+++ Raw data +++

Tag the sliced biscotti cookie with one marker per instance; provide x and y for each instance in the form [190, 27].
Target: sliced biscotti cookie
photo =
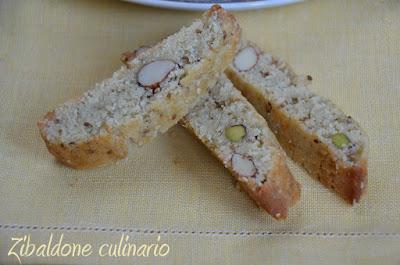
[229, 126]
[141, 101]
[330, 145]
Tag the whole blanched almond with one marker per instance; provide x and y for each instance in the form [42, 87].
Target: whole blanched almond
[243, 165]
[126, 57]
[153, 73]
[245, 59]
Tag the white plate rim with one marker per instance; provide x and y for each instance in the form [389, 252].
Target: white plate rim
[204, 6]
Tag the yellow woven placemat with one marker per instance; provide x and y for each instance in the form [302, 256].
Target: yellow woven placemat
[51, 51]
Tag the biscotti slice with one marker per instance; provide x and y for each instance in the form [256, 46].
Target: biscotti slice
[330, 145]
[229, 126]
[141, 101]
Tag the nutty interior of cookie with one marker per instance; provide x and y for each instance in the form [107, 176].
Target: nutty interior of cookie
[286, 91]
[155, 74]
[227, 121]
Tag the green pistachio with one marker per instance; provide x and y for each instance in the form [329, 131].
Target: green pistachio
[235, 133]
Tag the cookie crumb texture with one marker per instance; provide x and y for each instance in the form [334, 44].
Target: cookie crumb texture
[312, 130]
[145, 99]
[239, 137]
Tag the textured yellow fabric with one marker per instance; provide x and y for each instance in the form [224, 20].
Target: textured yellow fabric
[51, 51]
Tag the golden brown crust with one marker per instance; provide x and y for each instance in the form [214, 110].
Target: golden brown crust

+++

Problem to work on: Transcribe the full listing character for character. Pictures are excluded.

Final answer:
Tag the sliced biscotti cookie with one marker per instance; provide x and y for each instance in the form [190, 27].
Target: sliced biscotti cookie
photo =
[229, 126]
[141, 101]
[330, 145]
Tag the whole blanched almond with one marker per instance; provide x and y for each instance in the form [42, 87].
Target: whole blanched almond
[243, 165]
[126, 57]
[153, 73]
[245, 59]
Tag the white plate rim with one marker per instance; provide x and y for each instance in the form [389, 252].
Target: white plate rim
[204, 6]
Tag the yellow woven placemat with one marker per instance; provide x and y for each instance in the form [302, 256].
Target: yellow woven placemat
[51, 51]
Tag the biscotti slice with one marker per instance; provide x and y for each instance in the form [256, 46].
Target: biscotti slice
[330, 145]
[229, 126]
[141, 101]
Tag the nutty interior of cookie with one marker per instance; provide x and y for each instance in the form [107, 176].
Target: nutty interior of cookie
[286, 91]
[155, 74]
[227, 121]
Tag the green pistachio with one marker per instance; provide x and y for each instance in the form [329, 131].
Target: green pistachio
[235, 133]
Tag the cookie crumb texture with one marker per instance; provide x and y for each instance in the form [334, 44].
Target: cookie crumb texture
[312, 130]
[145, 99]
[239, 137]
Tag the textured yellow fabric with one marker per instance; provide x and y for each instance in the form [224, 20].
Target: textured yellow fabric
[51, 51]
Tag the golden brown crust with one marker per instance; provide x and y for each instance in the form [214, 110].
Target: golden brown crust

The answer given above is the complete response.